▶ _Excerpt to read_
Start

Getting the best performance from NVIDIA GPUDirect storage APIs (batch io)

Howdy

Summary: I am trying to achieve maximum random read throughput using GDS batch read APIs.

I am working on a research project to accelerate random reads from NVMe SSDs and I’m currently testing out NVIDIA’s GPUDirect storage. I have a single node machine with the following specification.

CPU: 1x Intel® Xeon® W-2255, GPU: 2x NVIDIA® RTX™ A5000, PCIe generation: 3.0
Storage: 1x Samsung PM983U.2 NVMe SSD (Seq read: 3.2GB/s, Rand read: 540K IOPS) local storage connected to PCIe x4

I am trying to saturate the read bandwidth while reading 4-16 MB data from random 4K blocks from the NVMe SSD. I would hope to achieve a throughput close to 540K IOPS * 4KB = 2.16 GB/s. I need to read approximately 1024-4096 random locations. I get the following results with gdsio tool while testing batch reads.

End

Copy out the whole forum post above about GPUDirect storage batch reads, word for word. You won't need the material that comes next.

▶ _Stored data_
Start

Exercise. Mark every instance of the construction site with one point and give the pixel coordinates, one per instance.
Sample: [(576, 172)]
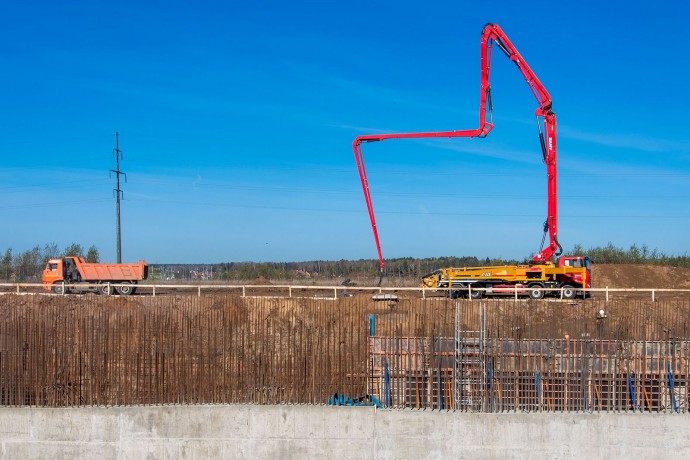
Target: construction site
[(554, 335), (398, 351)]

End

▶ _Worked answer_
Getting the best performance from NVIDIA GPUDirect storage APIs (batch io)

Howdy

Summary: I am trying to achieve maximum random read throughput using GDS batch read APIs.

I am working on a research project to accelerate random reads from NVMe SSDs and I’m currently testing out NVIDIA’s GPUDirect storage. I have a single node machine with the following specification.

CPU: 1x Intel® Xeon® W-2255, GPU: 2x NVIDIA® RTX™ A5000, PCIe generation: 3.0
Storage: 1x Samsung PM983U.2 NVMe SSD (Seq read: 3.2GB/s, Rand read: 540K IOPS) local storage connected to PCIe x4

I am trying to saturate the read bandwidth while reading 4-16 MB data from random 4K blocks from the NVMe SSD. I would hope to achieve a throughput close to 540K IOPS * 4KB = 2.16 GB/s. I need to read approximately 1024-4096 random locations. I get the following results with gdsio tool while testing batch reads.